Document passage:
Some of the messaging of the block size wars gave this impression: a group of "big blockers" wanted to scale up on the base layer by raising the max block size from 1mb to 4mb. A second group of "small blockers" didn't want that, they wanted to scale in layers enabled by segwit. But this messaging was false because segwit also increased the max block size to ~4mb. But, importantly, segwit did that via a soft fork instead of a hard fork.
(Also, there was a group who wanted segwit without its block size increase. But this group didn't achieve consensus, and some of its members like to point out that, from their perspective, the liars won -- the liars being people said there would be no block size increase with segwit, even though there was, but these liars -- according to this group -- convinced the masses to run the bigger-blocks segwit soft fork through misleading narratives.)
As a refresher on what counts as a hard fork, a hard fork relaxes restrictions and a soft fork tightens them. Here's an analogy I found helpful back in the day: imagine you work at a company that requires everyone to wear a tie. One group of workers at this company decides to start a "red tie club." The club grows and grows and eventually everyone in the company joins it and they all wear red ties. The club is a soft fork -- an additional rule on top of the corporate rules, but it's perfectly compatible with the old rules. Non-members of the club don't think there's any difference -- everyone is still wearing a tie, which is all the corporation requires -- but club members know that if they want to stay in the club it has to be a red tie. If the group wanted to start a "no tie club" instead, that would require a hard fork: the company would have to lift the restriction that makes everyone wear a tie, otherwise the club couldn't form.
When block size increases were first proposed they were thought of as a hard fork. "Old nodes" reject blocks that are larger than 1mb. They would keep doing that unless their owners relaxed the rules (by downloading new software) -- and that's a hard fork. But the segwit people proposed a way to do a block size increase without relaxing the rules, and thus without a hard fork.

Task brief: According to the passage on the block size wars, what kind of fork did segwit use to raise the max block size? The items are separate material with no connection to the passage on the block size wars.

Data extract:
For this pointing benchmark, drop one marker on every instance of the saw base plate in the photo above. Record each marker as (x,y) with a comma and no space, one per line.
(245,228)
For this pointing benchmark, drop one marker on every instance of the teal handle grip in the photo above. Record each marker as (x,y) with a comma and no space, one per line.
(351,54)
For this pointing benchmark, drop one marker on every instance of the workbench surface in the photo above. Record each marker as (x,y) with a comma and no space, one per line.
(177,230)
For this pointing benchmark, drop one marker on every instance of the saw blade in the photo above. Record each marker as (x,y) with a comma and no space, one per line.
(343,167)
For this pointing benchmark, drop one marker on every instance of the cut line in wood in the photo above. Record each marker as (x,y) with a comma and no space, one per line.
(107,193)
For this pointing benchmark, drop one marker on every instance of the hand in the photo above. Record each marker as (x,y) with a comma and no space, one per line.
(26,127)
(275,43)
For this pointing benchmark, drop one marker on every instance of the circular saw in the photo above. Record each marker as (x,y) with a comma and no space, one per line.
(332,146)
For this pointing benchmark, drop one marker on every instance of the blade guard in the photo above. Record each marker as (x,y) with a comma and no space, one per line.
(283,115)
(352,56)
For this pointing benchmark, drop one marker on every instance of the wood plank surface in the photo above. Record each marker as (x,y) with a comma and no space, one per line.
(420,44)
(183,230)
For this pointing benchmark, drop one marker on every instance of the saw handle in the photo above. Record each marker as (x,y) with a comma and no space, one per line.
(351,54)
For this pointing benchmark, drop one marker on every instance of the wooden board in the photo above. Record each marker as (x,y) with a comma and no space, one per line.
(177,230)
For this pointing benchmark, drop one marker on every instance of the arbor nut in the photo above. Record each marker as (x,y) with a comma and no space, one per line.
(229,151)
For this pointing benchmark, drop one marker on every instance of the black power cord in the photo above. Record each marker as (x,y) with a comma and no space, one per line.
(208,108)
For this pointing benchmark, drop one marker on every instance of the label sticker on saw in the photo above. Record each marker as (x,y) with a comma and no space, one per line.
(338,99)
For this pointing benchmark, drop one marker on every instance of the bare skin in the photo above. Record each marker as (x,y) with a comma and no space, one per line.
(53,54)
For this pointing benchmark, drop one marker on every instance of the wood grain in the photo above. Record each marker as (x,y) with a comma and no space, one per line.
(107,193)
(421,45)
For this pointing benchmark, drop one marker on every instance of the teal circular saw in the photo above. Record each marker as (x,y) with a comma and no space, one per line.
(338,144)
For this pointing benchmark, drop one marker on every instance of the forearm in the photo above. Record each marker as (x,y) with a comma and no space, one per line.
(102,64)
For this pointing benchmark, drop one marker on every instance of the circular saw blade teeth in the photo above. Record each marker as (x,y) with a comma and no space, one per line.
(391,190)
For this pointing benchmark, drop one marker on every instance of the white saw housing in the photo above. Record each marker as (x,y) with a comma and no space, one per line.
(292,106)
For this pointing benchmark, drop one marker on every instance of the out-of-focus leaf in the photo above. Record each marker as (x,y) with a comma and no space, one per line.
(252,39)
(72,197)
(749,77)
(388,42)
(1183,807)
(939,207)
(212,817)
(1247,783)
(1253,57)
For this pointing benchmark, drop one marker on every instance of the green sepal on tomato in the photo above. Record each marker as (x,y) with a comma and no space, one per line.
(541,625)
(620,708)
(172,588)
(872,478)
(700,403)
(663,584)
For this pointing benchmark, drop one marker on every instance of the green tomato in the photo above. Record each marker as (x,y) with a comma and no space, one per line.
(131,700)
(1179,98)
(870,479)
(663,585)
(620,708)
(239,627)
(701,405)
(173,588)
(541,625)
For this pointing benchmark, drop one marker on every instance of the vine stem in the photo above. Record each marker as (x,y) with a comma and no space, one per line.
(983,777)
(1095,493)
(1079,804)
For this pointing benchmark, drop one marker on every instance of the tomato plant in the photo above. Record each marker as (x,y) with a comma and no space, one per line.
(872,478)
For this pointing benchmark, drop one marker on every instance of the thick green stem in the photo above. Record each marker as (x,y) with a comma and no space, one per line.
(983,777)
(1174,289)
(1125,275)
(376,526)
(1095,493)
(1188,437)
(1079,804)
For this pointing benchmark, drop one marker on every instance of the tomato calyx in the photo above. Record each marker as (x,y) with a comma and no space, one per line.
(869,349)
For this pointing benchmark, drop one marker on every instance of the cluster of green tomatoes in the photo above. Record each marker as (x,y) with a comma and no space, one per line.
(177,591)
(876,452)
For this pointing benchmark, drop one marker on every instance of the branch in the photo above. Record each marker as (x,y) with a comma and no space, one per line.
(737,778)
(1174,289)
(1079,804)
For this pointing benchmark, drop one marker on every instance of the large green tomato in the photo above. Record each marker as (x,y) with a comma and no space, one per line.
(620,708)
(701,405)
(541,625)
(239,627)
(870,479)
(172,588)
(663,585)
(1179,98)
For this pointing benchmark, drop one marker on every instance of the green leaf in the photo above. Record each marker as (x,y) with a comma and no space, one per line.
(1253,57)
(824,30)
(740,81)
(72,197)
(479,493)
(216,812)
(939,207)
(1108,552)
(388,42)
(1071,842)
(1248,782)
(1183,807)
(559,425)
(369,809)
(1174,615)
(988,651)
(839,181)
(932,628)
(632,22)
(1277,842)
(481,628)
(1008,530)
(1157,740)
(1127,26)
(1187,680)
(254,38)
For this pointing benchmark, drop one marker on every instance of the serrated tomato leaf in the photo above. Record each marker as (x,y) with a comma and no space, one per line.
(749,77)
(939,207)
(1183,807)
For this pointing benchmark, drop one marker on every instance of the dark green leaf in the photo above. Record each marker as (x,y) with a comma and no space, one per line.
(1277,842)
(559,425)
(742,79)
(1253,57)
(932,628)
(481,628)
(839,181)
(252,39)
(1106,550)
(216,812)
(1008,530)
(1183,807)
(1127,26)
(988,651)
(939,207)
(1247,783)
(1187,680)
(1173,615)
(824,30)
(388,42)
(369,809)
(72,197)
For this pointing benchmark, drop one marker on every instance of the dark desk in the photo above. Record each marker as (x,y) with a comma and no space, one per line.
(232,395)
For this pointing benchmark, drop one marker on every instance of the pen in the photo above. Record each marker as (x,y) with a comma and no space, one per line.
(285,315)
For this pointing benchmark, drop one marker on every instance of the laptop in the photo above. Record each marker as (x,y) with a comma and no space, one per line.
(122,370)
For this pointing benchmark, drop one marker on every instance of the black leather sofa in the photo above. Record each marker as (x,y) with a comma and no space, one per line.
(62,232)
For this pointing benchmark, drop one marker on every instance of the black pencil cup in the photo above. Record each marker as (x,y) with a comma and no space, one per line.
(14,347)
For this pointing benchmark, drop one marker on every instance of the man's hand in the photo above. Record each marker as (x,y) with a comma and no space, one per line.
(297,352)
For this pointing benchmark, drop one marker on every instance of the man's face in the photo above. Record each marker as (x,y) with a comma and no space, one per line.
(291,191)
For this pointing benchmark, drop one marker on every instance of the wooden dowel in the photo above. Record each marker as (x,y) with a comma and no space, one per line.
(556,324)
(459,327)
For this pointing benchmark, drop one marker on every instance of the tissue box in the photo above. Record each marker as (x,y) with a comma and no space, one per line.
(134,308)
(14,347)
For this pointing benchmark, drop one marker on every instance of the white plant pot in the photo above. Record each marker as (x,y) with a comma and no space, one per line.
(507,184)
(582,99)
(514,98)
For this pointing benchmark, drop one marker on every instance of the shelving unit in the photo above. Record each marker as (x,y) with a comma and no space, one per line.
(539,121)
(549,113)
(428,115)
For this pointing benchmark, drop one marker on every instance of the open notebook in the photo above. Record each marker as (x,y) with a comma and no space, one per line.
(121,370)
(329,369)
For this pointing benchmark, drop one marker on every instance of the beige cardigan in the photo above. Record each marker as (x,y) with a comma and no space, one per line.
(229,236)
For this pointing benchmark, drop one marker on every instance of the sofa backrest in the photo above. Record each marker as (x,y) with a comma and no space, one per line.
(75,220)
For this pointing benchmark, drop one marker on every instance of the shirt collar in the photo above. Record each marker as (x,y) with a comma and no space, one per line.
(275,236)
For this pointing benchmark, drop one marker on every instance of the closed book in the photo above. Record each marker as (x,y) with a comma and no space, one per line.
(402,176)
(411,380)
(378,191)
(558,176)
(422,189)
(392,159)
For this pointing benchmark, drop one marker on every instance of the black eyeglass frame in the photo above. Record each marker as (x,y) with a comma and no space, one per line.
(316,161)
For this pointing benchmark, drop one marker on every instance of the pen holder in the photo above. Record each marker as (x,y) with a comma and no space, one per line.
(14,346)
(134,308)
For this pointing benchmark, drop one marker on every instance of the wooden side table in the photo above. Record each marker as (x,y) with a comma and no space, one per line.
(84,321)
...
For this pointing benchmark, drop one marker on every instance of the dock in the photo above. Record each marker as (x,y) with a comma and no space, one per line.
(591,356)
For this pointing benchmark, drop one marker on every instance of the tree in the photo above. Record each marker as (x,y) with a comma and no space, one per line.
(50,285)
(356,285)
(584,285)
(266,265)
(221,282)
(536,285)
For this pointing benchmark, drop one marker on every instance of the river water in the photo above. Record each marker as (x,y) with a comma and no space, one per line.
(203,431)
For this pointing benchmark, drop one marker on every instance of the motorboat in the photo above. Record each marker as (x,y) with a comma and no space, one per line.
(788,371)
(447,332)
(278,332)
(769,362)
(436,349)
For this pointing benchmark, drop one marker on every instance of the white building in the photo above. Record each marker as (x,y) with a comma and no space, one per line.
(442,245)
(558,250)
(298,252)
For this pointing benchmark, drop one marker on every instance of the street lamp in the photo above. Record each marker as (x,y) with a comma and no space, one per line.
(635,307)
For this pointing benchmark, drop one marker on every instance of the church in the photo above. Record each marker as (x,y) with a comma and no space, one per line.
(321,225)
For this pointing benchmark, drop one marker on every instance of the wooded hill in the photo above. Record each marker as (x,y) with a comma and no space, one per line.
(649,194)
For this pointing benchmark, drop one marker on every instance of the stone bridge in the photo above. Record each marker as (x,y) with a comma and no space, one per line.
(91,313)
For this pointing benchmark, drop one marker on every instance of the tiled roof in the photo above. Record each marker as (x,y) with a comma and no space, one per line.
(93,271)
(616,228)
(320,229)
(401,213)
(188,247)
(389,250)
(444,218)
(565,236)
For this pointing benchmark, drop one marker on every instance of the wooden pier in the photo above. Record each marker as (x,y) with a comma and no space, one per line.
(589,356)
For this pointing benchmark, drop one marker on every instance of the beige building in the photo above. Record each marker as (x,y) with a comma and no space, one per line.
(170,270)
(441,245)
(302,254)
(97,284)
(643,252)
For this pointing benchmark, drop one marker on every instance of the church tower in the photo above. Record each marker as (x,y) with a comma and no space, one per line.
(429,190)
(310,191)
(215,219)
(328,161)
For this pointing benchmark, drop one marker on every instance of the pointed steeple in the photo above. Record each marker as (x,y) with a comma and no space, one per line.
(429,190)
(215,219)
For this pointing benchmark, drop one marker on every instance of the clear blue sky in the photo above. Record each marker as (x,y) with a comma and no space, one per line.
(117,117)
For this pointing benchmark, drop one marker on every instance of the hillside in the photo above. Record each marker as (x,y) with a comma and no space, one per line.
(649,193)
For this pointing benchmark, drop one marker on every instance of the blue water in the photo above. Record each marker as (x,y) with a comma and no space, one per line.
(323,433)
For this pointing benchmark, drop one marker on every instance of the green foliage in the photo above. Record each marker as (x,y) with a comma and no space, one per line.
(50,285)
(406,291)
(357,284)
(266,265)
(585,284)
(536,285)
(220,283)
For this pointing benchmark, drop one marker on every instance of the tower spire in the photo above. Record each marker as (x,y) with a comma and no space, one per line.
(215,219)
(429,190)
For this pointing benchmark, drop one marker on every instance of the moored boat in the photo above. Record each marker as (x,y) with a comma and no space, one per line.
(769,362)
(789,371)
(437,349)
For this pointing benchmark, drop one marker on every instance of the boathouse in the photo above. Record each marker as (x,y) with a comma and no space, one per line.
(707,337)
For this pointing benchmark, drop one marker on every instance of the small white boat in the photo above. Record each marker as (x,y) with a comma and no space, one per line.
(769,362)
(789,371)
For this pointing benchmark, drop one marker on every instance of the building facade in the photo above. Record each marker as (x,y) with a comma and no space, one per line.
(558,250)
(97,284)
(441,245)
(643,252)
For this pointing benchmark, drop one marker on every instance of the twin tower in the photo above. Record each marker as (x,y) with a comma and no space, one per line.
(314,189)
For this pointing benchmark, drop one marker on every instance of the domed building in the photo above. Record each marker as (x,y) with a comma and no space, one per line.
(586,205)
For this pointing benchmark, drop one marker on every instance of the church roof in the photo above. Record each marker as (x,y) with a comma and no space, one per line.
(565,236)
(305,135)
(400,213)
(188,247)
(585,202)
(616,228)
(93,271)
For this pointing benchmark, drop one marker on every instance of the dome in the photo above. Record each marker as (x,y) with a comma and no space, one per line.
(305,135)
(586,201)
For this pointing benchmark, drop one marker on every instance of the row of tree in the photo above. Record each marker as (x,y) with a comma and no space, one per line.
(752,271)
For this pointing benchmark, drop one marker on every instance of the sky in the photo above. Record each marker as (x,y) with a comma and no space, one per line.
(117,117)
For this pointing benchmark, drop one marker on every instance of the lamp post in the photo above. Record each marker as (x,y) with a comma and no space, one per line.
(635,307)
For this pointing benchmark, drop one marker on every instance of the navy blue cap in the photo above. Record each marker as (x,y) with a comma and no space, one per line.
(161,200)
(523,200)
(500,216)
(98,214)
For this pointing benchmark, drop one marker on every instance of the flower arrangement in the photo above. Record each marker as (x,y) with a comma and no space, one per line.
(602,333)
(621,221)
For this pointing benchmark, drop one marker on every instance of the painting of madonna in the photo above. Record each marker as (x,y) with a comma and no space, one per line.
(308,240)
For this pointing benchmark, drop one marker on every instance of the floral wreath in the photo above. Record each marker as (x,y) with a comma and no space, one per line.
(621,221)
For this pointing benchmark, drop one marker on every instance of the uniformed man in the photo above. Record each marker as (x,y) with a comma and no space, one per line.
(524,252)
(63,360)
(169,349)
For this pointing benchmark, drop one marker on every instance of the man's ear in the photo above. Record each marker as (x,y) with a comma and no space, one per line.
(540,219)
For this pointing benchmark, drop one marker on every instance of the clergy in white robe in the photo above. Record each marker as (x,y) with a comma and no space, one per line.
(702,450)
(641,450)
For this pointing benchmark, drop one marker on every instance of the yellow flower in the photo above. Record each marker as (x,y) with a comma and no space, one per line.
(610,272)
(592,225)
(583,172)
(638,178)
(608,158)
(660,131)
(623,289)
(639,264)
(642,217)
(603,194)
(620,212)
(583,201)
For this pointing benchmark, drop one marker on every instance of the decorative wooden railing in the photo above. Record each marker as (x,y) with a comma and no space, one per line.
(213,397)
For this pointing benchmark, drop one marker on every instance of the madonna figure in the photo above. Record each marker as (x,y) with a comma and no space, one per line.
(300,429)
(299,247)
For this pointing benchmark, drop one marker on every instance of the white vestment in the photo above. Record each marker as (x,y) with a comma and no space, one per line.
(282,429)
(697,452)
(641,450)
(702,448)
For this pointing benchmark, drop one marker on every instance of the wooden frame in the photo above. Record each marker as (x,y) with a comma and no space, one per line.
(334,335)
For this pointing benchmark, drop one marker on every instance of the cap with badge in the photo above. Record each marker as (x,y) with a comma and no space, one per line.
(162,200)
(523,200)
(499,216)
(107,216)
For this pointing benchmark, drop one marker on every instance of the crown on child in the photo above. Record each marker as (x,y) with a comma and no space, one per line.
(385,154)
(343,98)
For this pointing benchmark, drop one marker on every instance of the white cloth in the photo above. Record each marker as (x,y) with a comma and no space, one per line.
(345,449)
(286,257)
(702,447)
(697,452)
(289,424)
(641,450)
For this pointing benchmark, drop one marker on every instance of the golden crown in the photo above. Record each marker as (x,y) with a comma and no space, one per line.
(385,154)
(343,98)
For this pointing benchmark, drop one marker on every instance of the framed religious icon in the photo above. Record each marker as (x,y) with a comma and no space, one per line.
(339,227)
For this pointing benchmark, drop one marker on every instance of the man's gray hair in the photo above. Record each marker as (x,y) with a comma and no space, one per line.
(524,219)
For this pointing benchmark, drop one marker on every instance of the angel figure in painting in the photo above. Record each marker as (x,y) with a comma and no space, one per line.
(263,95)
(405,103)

Answer to the exercise: A soft fork, not a hard fork.